▶ **Your instructions**
Filter the records below and copy each line that contains the word "floor", treating uppercase and lowercase as different.

▶ **Data for processing**
******************************
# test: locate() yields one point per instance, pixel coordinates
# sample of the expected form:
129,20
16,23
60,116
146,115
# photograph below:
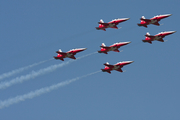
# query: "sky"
33,85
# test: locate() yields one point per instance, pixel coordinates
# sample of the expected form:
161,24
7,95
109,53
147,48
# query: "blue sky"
31,32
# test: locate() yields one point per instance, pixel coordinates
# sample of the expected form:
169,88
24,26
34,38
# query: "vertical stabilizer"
101,21
143,17
60,50
147,34
103,45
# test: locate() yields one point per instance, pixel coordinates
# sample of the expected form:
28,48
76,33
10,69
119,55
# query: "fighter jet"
154,20
159,37
70,54
111,24
108,68
114,47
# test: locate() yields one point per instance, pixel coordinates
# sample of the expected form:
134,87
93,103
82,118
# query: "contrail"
38,92
13,72
34,74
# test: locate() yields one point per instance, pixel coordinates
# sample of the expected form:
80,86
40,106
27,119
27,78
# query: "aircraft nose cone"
169,14
127,18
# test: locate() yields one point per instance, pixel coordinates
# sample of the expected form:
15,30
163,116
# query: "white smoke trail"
38,92
34,74
13,72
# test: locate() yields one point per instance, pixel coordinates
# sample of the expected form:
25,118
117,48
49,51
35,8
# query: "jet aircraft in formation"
70,54
108,68
159,37
105,49
114,47
154,20
111,24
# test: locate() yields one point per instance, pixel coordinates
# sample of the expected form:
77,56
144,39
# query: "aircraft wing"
62,53
119,70
161,40
147,20
156,23
150,36
103,23
105,47
72,57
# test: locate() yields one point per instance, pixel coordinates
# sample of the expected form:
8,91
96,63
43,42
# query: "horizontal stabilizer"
106,71
161,40
103,23
62,53
156,23
72,57
147,41
58,58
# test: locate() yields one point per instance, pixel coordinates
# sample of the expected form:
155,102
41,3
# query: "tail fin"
101,21
103,45
147,34
60,50
106,63
143,17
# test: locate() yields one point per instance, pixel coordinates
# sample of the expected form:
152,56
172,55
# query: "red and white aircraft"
108,68
114,47
70,54
159,37
154,20
111,24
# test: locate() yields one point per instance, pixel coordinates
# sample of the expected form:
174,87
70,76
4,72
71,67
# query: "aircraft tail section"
72,57
147,34
147,41
142,18
101,21
103,45
106,71
58,58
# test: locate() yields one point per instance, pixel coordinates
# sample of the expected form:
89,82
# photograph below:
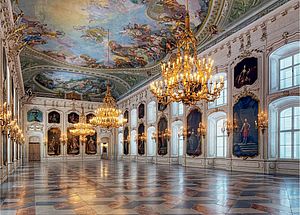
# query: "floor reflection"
108,187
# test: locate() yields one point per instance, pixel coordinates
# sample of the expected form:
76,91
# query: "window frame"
292,131
292,66
224,92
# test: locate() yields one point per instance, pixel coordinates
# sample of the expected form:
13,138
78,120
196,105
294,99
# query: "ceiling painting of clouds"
76,31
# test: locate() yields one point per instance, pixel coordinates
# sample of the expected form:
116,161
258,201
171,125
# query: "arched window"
133,147
177,108
217,137
151,112
222,100
151,146
133,118
284,64
284,128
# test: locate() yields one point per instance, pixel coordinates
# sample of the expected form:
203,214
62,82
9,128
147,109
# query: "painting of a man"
245,72
53,141
245,131
91,147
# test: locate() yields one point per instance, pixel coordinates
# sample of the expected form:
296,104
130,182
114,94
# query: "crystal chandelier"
108,115
186,78
82,129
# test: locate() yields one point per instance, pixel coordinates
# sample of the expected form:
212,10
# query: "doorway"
34,151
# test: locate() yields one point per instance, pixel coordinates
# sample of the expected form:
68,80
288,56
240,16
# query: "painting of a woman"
193,139
245,137
54,141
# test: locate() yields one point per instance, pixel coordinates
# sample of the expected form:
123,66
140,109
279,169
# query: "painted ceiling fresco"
69,50
57,83
141,32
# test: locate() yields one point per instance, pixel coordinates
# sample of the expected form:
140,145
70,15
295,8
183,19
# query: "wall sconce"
154,136
13,129
183,132
142,137
202,129
5,116
82,139
63,138
228,126
262,121
166,134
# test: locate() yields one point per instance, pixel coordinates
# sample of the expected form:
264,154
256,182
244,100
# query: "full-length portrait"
245,136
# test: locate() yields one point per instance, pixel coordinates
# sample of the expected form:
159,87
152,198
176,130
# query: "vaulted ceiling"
75,45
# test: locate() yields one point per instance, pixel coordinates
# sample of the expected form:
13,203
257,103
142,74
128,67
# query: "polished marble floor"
108,187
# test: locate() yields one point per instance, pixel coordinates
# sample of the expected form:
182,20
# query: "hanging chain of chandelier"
186,78
108,115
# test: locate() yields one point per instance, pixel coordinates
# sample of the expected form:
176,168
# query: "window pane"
180,108
286,119
285,145
286,78
297,75
220,152
296,58
297,144
286,62
174,108
296,117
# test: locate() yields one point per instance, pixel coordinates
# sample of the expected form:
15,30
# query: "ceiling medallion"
186,78
108,115
82,129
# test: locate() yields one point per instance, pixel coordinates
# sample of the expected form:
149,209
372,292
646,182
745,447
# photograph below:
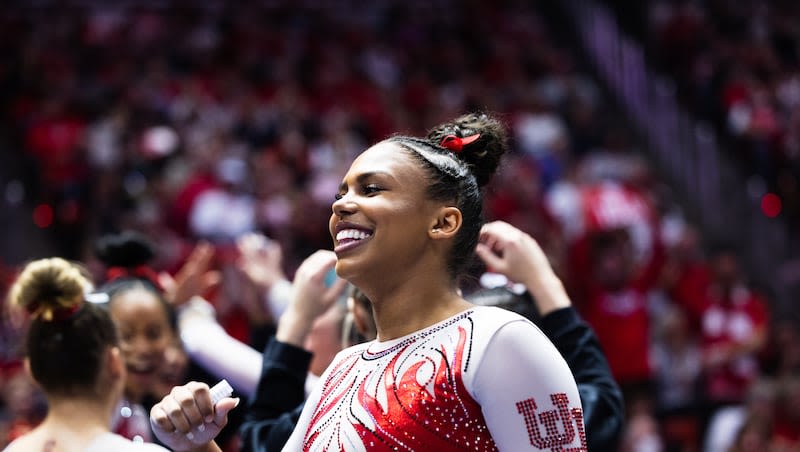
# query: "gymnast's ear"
446,223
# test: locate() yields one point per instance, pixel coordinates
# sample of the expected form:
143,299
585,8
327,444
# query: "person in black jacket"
276,406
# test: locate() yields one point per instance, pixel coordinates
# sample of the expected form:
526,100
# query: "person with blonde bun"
72,352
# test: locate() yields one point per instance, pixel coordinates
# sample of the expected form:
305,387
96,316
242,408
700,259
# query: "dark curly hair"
459,175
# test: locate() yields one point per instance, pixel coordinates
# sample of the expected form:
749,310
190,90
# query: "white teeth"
353,234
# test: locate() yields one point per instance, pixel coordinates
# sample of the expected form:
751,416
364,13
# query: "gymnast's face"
382,215
145,334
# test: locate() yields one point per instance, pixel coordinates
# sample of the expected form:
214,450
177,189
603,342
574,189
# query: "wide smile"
350,238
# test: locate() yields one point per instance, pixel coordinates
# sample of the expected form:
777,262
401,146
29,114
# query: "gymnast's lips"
350,236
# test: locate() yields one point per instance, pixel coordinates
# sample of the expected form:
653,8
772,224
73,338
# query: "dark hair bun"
482,155
127,249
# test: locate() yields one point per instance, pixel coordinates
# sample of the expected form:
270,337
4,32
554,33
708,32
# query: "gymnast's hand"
185,419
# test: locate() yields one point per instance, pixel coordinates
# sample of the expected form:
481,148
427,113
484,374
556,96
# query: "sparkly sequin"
413,399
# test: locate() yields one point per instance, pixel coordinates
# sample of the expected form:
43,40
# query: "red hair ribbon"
456,144
140,272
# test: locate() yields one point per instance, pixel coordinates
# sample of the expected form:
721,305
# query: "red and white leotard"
484,379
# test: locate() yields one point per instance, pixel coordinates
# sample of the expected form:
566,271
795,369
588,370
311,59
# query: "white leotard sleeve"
527,393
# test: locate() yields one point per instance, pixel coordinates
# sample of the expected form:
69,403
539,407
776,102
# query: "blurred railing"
686,151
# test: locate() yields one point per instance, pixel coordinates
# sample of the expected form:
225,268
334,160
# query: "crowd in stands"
737,64
207,122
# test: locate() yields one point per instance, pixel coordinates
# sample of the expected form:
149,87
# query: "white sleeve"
219,353
527,393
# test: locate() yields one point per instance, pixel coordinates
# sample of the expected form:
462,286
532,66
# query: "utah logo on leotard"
554,438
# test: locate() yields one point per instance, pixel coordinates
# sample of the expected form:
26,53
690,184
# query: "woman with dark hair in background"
73,353
145,322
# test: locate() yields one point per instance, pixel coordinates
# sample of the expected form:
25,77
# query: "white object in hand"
220,390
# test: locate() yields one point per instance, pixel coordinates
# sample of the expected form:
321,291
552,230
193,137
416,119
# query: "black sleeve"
603,409
274,409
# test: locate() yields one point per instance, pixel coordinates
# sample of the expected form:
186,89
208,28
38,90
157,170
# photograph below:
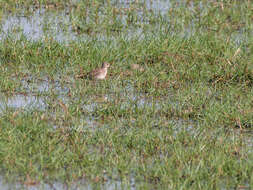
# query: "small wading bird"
99,73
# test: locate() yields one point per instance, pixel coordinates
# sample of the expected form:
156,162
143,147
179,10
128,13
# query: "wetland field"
175,110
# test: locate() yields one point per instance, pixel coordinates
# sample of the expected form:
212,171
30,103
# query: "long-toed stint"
99,73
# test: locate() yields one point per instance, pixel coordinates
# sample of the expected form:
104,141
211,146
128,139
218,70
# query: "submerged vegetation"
175,110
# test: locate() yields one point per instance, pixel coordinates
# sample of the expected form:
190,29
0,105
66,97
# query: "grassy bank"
181,119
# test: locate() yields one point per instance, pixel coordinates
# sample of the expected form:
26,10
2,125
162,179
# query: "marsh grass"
182,122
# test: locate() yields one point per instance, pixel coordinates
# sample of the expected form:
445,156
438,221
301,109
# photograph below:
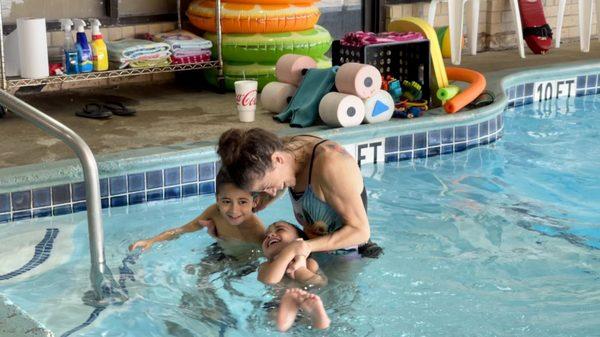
******************************
▶ **Correct response**
# query: "floor reflection"
# query: "polished marble floor"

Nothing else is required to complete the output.